### Task directions
Each line of the data below that holds the word "wooden" is to be reported in full.
•••••
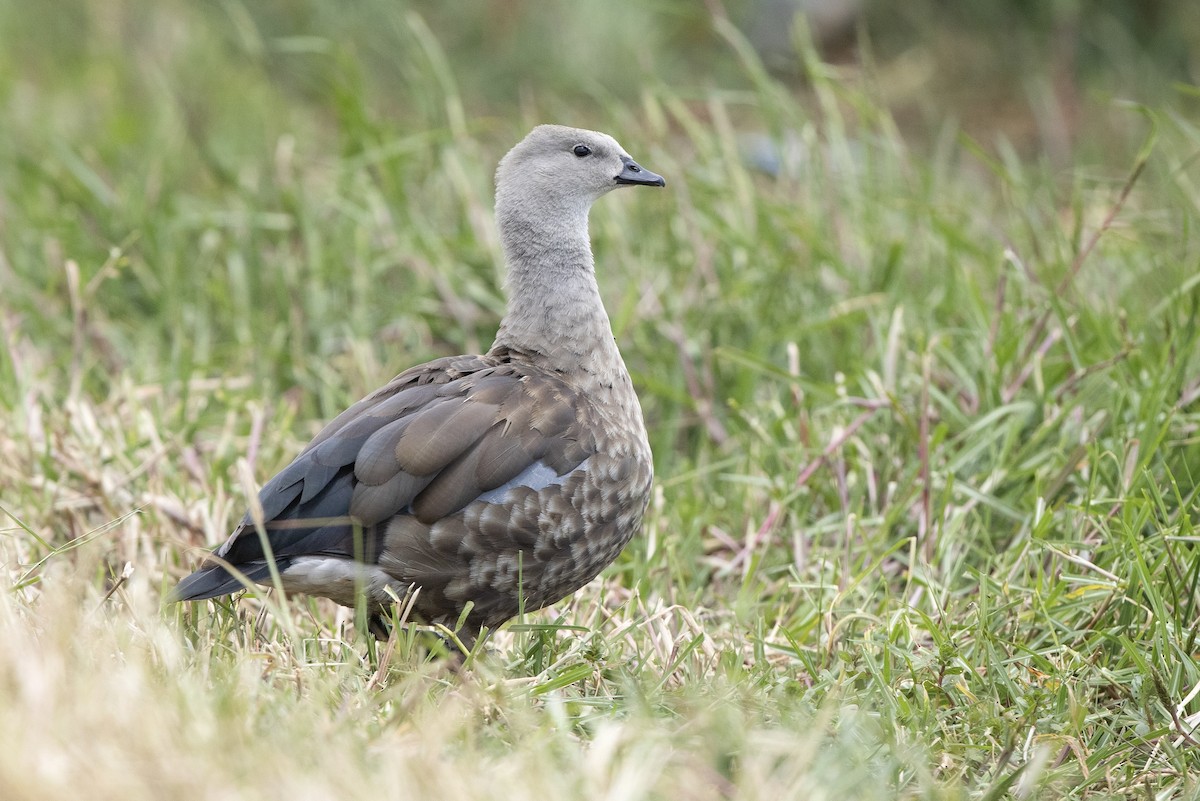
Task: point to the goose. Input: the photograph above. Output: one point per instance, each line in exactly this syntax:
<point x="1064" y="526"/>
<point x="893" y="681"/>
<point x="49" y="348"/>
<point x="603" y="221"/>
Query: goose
<point x="475" y="486"/>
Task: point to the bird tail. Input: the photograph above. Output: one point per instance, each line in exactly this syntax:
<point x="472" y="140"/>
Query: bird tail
<point x="215" y="580"/>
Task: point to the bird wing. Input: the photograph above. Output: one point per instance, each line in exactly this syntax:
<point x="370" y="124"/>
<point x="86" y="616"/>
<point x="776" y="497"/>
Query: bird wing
<point x="431" y="441"/>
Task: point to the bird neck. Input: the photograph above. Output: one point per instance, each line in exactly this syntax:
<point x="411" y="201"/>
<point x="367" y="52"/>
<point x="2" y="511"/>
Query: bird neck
<point x="555" y="314"/>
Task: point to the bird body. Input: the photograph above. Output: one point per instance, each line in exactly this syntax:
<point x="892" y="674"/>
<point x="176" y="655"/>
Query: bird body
<point x="503" y="481"/>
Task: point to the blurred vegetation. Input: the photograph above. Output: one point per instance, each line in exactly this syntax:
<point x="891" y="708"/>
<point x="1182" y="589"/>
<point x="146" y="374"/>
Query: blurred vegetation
<point x="915" y="327"/>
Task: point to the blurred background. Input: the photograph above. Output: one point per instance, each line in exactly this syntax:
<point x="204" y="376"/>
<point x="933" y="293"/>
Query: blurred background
<point x="225" y="203"/>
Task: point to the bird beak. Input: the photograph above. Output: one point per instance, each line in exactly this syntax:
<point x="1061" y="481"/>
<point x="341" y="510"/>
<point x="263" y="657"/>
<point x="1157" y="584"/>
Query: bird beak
<point x="636" y="174"/>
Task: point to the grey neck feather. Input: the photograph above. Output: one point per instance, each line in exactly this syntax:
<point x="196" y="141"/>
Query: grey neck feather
<point x="555" y="311"/>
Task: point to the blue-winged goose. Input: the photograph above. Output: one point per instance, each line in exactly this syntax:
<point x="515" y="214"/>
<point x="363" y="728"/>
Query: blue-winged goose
<point x="504" y="481"/>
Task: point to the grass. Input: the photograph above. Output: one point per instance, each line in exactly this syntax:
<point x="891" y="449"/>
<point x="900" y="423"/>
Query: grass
<point x="924" y="417"/>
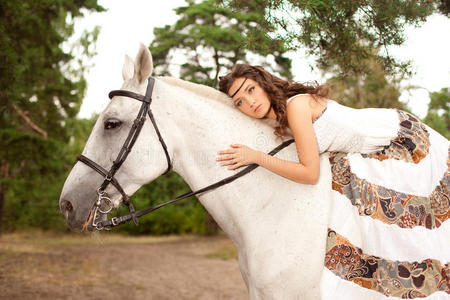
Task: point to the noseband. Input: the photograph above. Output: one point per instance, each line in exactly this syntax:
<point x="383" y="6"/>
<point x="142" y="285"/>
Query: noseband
<point x="104" y="204"/>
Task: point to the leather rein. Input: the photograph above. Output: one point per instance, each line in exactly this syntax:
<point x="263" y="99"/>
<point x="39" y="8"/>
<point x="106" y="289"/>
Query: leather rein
<point x="104" y="204"/>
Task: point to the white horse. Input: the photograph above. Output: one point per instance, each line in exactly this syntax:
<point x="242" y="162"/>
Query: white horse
<point x="278" y="226"/>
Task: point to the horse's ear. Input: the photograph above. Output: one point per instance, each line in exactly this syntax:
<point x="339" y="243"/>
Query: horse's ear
<point x="128" y="68"/>
<point x="143" y="65"/>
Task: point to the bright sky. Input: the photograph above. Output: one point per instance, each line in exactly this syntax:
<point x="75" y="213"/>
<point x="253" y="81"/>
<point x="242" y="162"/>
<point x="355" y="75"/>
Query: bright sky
<point x="128" y="23"/>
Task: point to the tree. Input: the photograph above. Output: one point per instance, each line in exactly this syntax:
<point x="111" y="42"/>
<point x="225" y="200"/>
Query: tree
<point x="212" y="39"/>
<point x="40" y="90"/>
<point x="438" y="116"/>
<point x="343" y="33"/>
<point x="375" y="89"/>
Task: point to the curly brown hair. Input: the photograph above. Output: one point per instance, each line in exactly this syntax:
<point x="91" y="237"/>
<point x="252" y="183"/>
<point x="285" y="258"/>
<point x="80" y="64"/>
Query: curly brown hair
<point x="278" y="90"/>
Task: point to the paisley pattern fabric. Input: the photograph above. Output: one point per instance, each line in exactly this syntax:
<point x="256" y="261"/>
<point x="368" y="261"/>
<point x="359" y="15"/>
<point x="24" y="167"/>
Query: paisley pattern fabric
<point x="389" y="230"/>
<point x="390" y="206"/>
<point x="411" y="144"/>
<point x="400" y="279"/>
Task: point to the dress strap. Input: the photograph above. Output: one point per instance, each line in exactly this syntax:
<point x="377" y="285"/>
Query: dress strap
<point x="287" y="101"/>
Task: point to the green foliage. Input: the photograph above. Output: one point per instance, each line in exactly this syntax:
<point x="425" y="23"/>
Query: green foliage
<point x="212" y="39"/>
<point x="40" y="93"/>
<point x="343" y="33"/>
<point x="438" y="116"/>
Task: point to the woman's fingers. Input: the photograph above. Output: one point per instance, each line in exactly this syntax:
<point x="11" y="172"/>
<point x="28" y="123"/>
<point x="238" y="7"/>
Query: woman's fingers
<point x="235" y="166"/>
<point x="230" y="162"/>
<point x="228" y="151"/>
<point x="225" y="157"/>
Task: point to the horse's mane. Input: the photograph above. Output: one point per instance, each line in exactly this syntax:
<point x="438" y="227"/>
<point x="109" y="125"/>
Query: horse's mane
<point x="211" y="93"/>
<point x="199" y="89"/>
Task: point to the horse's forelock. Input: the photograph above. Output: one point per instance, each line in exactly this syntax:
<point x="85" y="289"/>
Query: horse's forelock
<point x="202" y="90"/>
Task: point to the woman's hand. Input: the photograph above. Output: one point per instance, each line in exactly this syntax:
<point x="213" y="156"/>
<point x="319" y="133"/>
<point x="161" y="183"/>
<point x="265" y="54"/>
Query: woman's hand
<point x="238" y="156"/>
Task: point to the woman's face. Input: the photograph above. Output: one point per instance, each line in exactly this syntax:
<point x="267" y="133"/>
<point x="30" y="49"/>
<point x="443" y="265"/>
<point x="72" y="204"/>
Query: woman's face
<point x="249" y="97"/>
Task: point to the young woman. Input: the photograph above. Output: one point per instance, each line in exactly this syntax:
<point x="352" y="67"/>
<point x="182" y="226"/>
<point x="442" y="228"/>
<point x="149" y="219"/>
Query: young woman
<point x="391" y="180"/>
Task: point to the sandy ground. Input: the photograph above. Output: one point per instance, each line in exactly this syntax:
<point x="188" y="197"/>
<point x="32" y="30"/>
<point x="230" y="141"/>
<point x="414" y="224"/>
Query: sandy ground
<point x="110" y="266"/>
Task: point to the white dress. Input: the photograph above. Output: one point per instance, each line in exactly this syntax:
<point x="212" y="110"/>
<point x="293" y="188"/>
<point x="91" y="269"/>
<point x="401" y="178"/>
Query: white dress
<point x="389" y="230"/>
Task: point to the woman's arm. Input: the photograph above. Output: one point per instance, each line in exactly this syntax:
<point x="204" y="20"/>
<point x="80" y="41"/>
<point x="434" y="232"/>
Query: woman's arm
<point x="299" y="116"/>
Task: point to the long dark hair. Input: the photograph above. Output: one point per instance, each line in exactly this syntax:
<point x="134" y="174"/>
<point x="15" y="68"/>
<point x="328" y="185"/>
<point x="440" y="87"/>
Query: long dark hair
<point x="278" y="90"/>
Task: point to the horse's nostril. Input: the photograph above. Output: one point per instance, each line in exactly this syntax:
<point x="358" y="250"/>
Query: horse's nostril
<point x="68" y="206"/>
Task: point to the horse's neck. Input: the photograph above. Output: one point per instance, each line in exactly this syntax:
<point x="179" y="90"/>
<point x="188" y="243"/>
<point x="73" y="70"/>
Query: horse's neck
<point x="207" y="126"/>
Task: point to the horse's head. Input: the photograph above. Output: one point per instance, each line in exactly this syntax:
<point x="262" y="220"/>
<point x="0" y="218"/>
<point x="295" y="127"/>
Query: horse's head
<point x="146" y="160"/>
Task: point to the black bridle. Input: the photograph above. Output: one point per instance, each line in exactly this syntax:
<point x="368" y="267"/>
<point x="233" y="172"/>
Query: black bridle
<point x="104" y="204"/>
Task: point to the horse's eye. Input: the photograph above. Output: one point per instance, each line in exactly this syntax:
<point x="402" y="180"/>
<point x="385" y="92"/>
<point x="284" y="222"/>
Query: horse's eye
<point x="112" y="123"/>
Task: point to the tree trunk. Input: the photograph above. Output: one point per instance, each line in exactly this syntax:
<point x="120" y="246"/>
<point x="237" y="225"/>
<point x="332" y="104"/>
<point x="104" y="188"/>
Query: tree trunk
<point x="2" y="204"/>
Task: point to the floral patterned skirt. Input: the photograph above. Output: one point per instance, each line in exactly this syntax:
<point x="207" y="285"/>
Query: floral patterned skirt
<point x="389" y="232"/>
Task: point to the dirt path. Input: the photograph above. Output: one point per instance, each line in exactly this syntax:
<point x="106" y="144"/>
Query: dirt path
<point x="109" y="266"/>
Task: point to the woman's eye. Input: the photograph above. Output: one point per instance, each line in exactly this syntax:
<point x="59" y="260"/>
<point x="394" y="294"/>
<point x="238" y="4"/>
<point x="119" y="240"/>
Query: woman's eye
<point x="112" y="123"/>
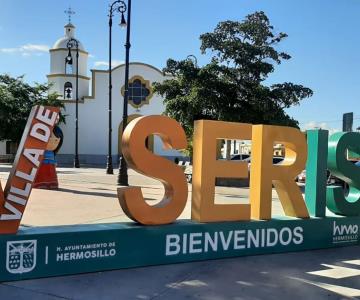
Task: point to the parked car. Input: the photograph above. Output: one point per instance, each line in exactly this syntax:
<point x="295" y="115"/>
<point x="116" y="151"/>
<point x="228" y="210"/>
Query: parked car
<point x="331" y="179"/>
<point x="245" y="157"/>
<point x="239" y="157"/>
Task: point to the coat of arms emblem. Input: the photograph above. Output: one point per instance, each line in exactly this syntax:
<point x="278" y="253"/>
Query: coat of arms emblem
<point x="21" y="256"/>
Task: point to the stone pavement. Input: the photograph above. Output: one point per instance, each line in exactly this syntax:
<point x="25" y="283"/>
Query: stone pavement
<point x="89" y="196"/>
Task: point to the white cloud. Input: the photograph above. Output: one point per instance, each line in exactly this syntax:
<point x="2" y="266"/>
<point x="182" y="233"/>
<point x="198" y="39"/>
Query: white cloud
<point x="322" y="125"/>
<point x="27" y="50"/>
<point x="103" y="63"/>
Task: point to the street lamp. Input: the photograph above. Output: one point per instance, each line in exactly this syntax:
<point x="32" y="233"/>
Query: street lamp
<point x="116" y="6"/>
<point x="73" y="43"/>
<point x="123" y="175"/>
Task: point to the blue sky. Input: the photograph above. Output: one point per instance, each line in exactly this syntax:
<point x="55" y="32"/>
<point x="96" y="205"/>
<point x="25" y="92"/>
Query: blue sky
<point x="324" y="42"/>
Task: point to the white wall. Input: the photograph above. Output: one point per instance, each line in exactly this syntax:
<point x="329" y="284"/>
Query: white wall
<point x="93" y="113"/>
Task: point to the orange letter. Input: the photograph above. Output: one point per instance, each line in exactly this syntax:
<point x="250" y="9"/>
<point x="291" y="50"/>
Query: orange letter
<point x="264" y="173"/>
<point x="143" y="161"/>
<point x="206" y="169"/>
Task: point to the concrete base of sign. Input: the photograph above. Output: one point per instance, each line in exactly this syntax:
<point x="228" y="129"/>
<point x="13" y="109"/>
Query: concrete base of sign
<point x="53" y="251"/>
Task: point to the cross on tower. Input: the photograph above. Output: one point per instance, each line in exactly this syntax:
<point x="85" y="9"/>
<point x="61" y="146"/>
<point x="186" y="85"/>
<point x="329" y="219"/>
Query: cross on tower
<point x="69" y="12"/>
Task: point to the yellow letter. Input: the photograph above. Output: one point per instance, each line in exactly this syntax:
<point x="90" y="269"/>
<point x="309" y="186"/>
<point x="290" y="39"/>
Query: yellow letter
<point x="264" y="173"/>
<point x="143" y="161"/>
<point x="206" y="168"/>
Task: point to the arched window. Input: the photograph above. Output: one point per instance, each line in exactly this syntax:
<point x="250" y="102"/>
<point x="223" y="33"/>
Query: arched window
<point x="140" y="91"/>
<point x="68" y="91"/>
<point x="69" y="63"/>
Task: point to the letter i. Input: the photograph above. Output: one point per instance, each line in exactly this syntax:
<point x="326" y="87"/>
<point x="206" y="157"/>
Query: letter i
<point x="184" y="243"/>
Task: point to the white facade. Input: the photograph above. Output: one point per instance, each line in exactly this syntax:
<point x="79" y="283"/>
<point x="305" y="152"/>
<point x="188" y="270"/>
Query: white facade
<point x="94" y="104"/>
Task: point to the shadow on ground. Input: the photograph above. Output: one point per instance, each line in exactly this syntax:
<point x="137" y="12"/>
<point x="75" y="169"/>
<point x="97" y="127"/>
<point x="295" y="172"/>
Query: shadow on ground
<point x="301" y="275"/>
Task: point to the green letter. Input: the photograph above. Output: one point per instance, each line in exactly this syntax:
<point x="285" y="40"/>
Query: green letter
<point x="315" y="188"/>
<point x="339" y="144"/>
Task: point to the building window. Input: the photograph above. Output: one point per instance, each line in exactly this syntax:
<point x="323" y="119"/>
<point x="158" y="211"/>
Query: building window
<point x="139" y="91"/>
<point x="68" y="90"/>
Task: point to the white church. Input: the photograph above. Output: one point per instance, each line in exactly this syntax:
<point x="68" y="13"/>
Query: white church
<point x="94" y="103"/>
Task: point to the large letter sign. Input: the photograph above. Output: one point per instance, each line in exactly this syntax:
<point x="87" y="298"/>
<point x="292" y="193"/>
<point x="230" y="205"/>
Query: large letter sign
<point x="143" y="161"/>
<point x="31" y="149"/>
<point x="215" y="230"/>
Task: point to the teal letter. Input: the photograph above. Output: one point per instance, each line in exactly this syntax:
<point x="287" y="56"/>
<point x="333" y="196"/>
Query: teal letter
<point x="339" y="144"/>
<point x="315" y="188"/>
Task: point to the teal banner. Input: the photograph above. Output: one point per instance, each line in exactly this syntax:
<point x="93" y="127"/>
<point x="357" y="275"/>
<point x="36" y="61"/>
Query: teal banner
<point x="53" y="251"/>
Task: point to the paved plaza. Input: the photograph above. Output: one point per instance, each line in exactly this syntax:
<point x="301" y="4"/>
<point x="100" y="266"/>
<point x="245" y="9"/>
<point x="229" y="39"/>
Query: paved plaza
<point x="89" y="196"/>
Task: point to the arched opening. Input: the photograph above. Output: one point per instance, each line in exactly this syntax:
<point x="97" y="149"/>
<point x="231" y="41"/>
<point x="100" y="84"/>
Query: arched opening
<point x="149" y="141"/>
<point x="68" y="90"/>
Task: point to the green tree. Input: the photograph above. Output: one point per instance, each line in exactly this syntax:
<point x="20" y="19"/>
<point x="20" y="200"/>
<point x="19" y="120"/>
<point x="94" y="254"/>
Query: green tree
<point x="16" y="101"/>
<point x="231" y="87"/>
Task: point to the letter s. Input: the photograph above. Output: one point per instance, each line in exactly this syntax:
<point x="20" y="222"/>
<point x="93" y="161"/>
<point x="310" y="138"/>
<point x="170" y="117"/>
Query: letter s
<point x="140" y="159"/>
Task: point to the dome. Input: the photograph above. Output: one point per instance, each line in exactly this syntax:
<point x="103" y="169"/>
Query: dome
<point x="69" y="33"/>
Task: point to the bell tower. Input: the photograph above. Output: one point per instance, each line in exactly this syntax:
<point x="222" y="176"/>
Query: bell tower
<point x="62" y="74"/>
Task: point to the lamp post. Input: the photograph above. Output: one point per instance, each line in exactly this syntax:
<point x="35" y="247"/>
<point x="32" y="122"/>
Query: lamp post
<point x="73" y="43"/>
<point x="123" y="175"/>
<point x="116" y="6"/>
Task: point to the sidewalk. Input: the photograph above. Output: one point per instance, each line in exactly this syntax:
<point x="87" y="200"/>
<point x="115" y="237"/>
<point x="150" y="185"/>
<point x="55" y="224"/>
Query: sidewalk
<point x="89" y="196"/>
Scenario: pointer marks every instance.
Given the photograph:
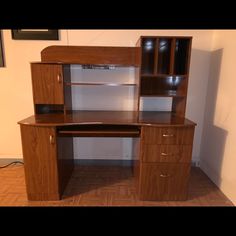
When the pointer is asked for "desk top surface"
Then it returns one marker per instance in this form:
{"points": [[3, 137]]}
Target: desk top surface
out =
{"points": [[141, 118]]}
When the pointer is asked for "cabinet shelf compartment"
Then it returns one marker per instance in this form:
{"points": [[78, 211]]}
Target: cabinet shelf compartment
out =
{"points": [[48, 108], [97, 130], [148, 55], [98, 84], [164, 56], [170, 86]]}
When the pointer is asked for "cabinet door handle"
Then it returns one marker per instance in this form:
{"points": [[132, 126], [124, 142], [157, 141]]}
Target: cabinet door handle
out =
{"points": [[164, 176], [170, 154], [51, 139], [167, 135], [59, 78]]}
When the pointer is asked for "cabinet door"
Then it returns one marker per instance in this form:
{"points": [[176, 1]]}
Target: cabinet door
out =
{"points": [[47, 81], [164, 181], [40, 158]]}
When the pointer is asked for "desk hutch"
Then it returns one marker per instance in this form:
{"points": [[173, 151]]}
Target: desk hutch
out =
{"points": [[161, 69]]}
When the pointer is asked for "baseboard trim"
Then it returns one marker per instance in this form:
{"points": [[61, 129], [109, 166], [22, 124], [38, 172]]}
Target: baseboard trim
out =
{"points": [[100, 162], [5, 161], [103, 162]]}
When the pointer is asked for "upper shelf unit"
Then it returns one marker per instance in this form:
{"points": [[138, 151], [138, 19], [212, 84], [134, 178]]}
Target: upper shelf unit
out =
{"points": [[165, 56], [92, 55]]}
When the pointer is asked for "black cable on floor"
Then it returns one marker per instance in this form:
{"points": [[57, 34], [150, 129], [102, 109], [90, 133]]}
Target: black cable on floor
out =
{"points": [[14, 162]]}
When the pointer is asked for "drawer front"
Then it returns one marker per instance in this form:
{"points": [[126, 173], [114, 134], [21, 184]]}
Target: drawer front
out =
{"points": [[166, 153], [164, 181], [166, 135]]}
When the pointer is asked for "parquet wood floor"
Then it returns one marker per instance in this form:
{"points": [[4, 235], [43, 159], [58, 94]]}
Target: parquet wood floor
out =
{"points": [[106, 186]]}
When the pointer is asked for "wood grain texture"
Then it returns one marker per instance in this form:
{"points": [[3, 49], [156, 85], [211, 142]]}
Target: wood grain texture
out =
{"points": [[67, 89], [65, 157], [120, 56], [166, 153], [46, 87], [40, 158], [164, 181], [167, 135], [144, 118]]}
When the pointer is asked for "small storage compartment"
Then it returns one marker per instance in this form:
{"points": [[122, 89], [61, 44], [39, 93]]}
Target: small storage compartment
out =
{"points": [[167, 135], [166, 153], [164, 181], [48, 108]]}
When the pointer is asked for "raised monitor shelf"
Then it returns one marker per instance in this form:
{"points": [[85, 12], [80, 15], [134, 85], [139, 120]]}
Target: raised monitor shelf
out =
{"points": [[165, 68], [98, 84]]}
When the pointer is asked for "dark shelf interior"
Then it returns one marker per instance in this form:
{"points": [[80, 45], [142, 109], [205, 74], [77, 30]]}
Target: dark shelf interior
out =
{"points": [[48, 108], [148, 55], [164, 53], [160, 86]]}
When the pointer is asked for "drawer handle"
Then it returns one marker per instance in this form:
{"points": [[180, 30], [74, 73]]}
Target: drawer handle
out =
{"points": [[167, 135], [59, 80], [51, 139], [164, 176], [170, 154]]}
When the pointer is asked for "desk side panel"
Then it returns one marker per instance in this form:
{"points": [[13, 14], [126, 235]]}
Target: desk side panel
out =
{"points": [[65, 161], [40, 158]]}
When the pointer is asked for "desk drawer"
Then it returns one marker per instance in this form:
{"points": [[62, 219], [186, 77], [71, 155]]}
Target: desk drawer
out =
{"points": [[164, 181], [166, 153], [167, 135]]}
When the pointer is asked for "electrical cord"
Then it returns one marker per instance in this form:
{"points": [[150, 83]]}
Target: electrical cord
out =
{"points": [[14, 162]]}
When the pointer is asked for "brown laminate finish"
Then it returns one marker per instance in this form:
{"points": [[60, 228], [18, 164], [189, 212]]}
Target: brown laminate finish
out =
{"points": [[40, 157], [65, 157], [67, 89], [120, 56], [167, 135], [165, 146], [165, 69], [164, 181], [144, 118], [106, 186], [47, 83], [166, 153]]}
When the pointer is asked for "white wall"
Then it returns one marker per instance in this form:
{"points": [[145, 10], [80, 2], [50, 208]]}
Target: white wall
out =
{"points": [[218, 154], [16, 93]]}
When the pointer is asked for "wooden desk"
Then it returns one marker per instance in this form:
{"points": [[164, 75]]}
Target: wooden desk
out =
{"points": [[162, 169]]}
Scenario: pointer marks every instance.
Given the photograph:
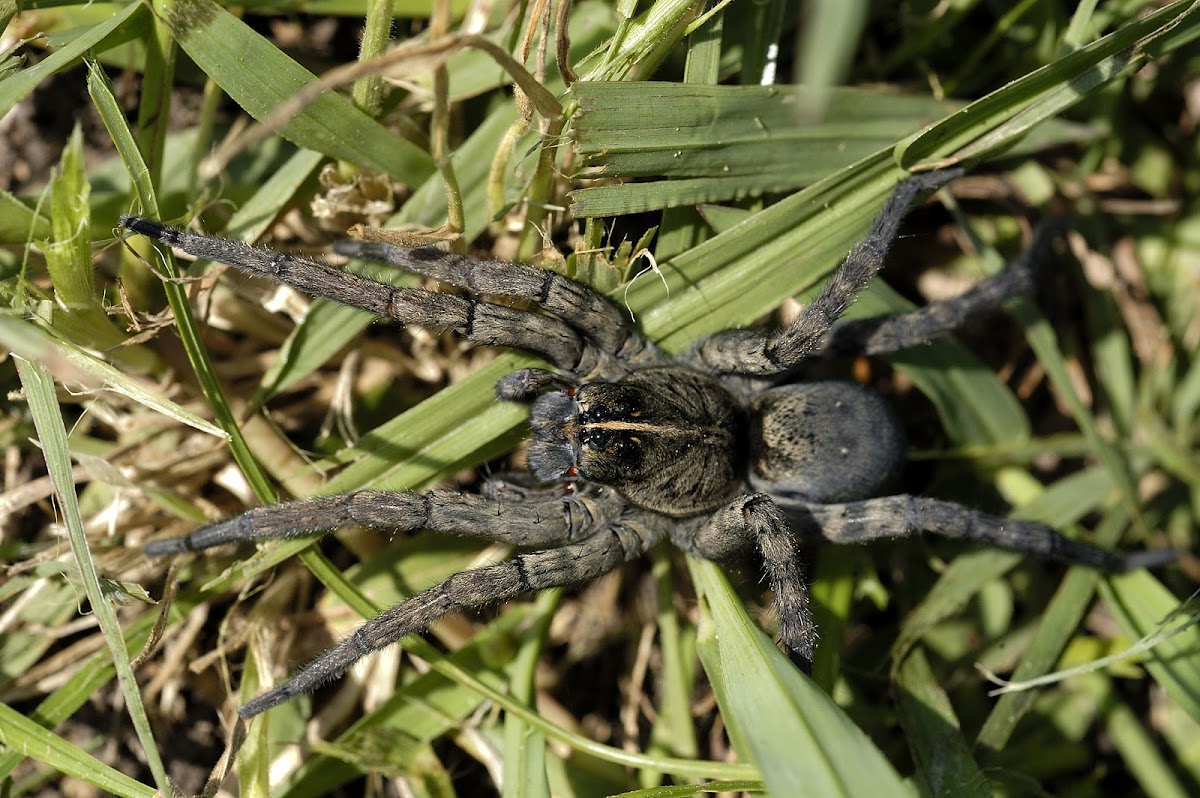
•••••
### The answer
When the pointer is asked for "wooden desk"
Target: wooden desk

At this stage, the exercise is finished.